▶ _ページ抜粋_
* * *

また、本実施形態では、上記のように、測定用ノズル41aを、部品31と当接する部分の抵抗値が1014Ω以上の絶縁性を有するように構成する。これにより、部品31の電気特性測定時に測定用ノズル41aに電流が流れるのを効果的に抑制することができるので、部品31の電気特性をより精度よく測定することができる。
また、本実施形態では、上記のように、制御部8を、部品31の電気特性を測定する際に、測定用電極911および912における部品31の当接位置を順番に変更するように構成する。これにより、測定用電極911および912の同じ位置に部品31を当接させる場合と比べて、測定用電極911および912が汚れたり削れたりするのを抑制することができるので、測定用電極911および912の表面の状態が悪化するのを遅らせることができる。これにより、測定用電極911および912のメンテナンスを行わずに部品31の電気特性を精度よく測定することが可能な期間を長くすることができる。
また、本実施形態では、上記のように、制御部8を、測定用電極911および912の状態を確認し、確認結果に基づいて、測定用電極911および912の交換を促す通知を行う制御、または、測定用電極911および912を清掃する制御を行うように構成する。これにより、測定用電極911および912の状態が悪化した場合に、通知により測定用電極911および912が交換されるか、または、測定用電極911および912が清掃されるので、部品31の電気特性の測定精度が低下するのを抑制することができる。
また、本実施形態では、上記のように、制御部8を、測定用電極911および912を清掃する場合に、実装ヘッド42に清掃のための清掃用ノズル41bを装着して、清掃用ノズル41bにより、測定用電極911および912を清掃する制御を行うように構成する。これにより、清掃用ノズル41bが装着された実装ヘッド42により、測定用電極911および912を自動で清掃することができるので、ユーザが測定用電極911および912を清掃する場合に比べて、ユーザの作業負担を軽減することができる。
また、本実施形態では、上記のように、制御部8を、電気特性測定部9による部品31の電気特性を測定する回数が所定の回数に到達した場合に、基板認識カメラ43により測定用電極911および912を撮像して測定用電極911および912の状態を確認する制御と、状態確認のための治具部品31aを測定用電極911および912に当接させて電気特性を測定することにより測定用電極911および912の状態を確認する制御と、のうち少なくとも一方を行うように構成する。これにより、部品31の電気特性を測定する回数が所定の回数に到達したことに基づいて、電気特性測定部9の測定用電極911および912の状態を定期的に確認することができる。また、基板認識カメラ43により測定用電極911および912を撮像して測定用電極911および912の状態を確認する場合、撮像した画像を解析することにより、測定用電極911および912の汚れや削れなどの有無を容易に確認することができる。また、状態確認のための治具部品31aを測定用電極911および912に当接させて電気特性を測定して測定用電極911および912の状態を確認する場合、電気特性が既知の治具部品31aに通電して測定し、測定結果と既知の電気特性とを比較することにより、測定の精度を確認することができるので、測定精度の悪化を容易に検出することができる。

* * *

▶ _位置特定用の記録_
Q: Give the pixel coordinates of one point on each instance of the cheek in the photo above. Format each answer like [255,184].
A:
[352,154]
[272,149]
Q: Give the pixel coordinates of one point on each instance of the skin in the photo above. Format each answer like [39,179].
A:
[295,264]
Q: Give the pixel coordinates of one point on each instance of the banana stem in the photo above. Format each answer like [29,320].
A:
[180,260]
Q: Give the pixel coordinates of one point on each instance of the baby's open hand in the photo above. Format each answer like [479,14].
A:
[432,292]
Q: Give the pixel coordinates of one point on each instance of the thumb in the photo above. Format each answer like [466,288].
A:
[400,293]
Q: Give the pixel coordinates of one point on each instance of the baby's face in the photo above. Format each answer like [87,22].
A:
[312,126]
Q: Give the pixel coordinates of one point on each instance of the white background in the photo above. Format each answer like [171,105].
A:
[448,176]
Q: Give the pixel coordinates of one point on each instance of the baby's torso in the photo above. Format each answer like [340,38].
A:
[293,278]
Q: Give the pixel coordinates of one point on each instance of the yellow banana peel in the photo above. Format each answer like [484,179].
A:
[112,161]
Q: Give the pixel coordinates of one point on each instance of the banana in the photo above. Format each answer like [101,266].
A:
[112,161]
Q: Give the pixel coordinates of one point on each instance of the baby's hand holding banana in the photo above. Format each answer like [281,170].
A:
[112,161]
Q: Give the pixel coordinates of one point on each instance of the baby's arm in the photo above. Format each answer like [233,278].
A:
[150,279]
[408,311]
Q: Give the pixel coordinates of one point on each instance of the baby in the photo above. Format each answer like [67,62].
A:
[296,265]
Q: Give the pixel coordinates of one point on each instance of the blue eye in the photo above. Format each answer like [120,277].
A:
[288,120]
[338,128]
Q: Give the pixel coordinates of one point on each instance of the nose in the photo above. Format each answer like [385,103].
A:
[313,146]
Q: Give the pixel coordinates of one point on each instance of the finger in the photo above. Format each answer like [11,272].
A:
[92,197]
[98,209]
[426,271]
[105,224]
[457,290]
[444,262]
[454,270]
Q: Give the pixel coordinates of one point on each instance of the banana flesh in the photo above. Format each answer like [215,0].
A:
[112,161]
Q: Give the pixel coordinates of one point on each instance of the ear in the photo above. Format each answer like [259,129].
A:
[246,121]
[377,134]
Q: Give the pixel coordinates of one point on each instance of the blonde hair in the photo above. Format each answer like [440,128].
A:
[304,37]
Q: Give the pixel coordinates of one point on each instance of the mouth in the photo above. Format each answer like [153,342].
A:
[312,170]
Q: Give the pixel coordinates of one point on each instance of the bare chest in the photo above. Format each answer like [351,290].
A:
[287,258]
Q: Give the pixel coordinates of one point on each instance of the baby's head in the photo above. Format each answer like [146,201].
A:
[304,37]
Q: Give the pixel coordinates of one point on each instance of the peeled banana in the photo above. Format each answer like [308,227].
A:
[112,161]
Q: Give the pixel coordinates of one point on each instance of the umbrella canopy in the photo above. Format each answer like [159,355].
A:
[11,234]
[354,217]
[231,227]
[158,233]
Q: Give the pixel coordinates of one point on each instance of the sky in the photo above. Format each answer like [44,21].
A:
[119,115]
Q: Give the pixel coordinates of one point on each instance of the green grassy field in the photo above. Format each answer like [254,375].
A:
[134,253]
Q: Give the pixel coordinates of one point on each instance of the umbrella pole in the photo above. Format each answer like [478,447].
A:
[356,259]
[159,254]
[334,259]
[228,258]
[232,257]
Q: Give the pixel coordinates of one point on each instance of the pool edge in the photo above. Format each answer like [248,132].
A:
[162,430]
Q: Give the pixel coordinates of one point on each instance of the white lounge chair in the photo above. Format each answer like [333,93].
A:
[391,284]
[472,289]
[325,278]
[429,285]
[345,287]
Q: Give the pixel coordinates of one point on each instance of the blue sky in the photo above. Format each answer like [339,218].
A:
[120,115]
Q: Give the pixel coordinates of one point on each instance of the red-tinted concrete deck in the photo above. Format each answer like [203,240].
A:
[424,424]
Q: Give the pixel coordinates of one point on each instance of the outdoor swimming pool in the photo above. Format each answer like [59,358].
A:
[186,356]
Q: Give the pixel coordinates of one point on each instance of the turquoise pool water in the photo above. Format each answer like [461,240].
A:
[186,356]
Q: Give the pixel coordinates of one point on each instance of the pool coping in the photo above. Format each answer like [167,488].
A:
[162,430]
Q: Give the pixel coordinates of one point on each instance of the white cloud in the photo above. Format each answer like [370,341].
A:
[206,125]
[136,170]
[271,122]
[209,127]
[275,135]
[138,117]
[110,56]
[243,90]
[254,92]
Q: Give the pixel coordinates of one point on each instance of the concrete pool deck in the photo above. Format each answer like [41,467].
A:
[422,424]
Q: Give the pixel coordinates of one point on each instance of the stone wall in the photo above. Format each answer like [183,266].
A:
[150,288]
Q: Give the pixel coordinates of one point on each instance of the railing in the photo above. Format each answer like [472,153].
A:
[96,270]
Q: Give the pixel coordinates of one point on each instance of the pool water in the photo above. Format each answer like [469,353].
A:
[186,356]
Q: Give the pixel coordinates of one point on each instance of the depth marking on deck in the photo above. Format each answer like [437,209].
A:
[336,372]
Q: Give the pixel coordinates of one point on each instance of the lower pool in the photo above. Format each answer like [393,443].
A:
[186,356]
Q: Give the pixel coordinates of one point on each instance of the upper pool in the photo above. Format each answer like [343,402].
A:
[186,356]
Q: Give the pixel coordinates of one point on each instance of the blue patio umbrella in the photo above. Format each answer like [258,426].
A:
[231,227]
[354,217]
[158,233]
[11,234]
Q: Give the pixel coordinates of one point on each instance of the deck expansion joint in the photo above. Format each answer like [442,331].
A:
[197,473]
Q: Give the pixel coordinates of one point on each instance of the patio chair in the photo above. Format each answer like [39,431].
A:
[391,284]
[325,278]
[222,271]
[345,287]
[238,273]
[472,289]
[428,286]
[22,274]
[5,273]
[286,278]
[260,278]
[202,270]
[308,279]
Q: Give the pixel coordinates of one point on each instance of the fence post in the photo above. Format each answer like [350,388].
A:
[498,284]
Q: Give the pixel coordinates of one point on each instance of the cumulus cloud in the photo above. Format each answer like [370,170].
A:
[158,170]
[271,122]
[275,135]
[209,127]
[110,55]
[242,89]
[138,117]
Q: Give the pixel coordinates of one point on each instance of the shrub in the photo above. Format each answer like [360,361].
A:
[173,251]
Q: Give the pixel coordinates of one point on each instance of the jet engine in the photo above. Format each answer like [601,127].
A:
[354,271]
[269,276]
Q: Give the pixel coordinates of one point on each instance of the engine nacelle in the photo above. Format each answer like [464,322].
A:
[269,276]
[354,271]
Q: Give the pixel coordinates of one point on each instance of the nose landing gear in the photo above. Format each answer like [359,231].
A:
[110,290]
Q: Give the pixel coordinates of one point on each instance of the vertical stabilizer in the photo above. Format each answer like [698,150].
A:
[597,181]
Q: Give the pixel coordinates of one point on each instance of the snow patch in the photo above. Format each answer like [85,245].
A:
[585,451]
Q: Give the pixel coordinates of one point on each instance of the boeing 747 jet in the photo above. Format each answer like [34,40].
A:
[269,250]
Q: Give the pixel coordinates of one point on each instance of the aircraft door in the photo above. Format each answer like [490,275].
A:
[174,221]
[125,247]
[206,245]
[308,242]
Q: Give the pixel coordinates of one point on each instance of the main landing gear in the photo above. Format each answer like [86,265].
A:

* * *

▶ _課題一覧_
- a) 部品の電気特性測定に関する抜粋によれば、測定用電極911および912を清掃する場合、実装ヘッド42には何が装着されますか？
- b) 部品の電気特性測定に関する抜粋を、最後の文の後から続けて書いてください。

▶ _解答一覧_
- a) 清掃のための清掃用ノズル41bが装着されます。

- b)
(変形例)
なお、今回開示された実施形態は、すべての点で例示であって制限的なものではないと考えられるべきである。本発明の範囲は、上記した実施形態の説明ではなく特許請求の範囲によって示され、さらに特許請求の範囲と均等の意味および範囲内でのすべての変更(変形例)が含まれる。
たとえば、上記実施形態では、絶縁性の測定用ノズルを樹脂により形成する構成の例を示したが、本発明はこれに限られない。本発明では、絶縁性の測定用ノズルを樹脂以外により形成してもよい。たとえば、絶縁性の測定用ノズルをゴムやセラミックや木材などにより形成してもよい。
また、上記実施形態では、部品実装用のノズルをセラミックにより形成する構成の例を示したが、本発明はこれに限られない。本発明では、部品実装用のノズルをセラミック以外により形成してもよい。たとえば、部品実装用のノズルを金属や樹脂などにより形成してもよい。
また、上記実施形態では、部品供給部にテープを保持したテープフィーダが配置される構成の例を示したが、本発明はこれに限られない。本発明では、部品供給部に部品が載置されたトレイを配置してもよい。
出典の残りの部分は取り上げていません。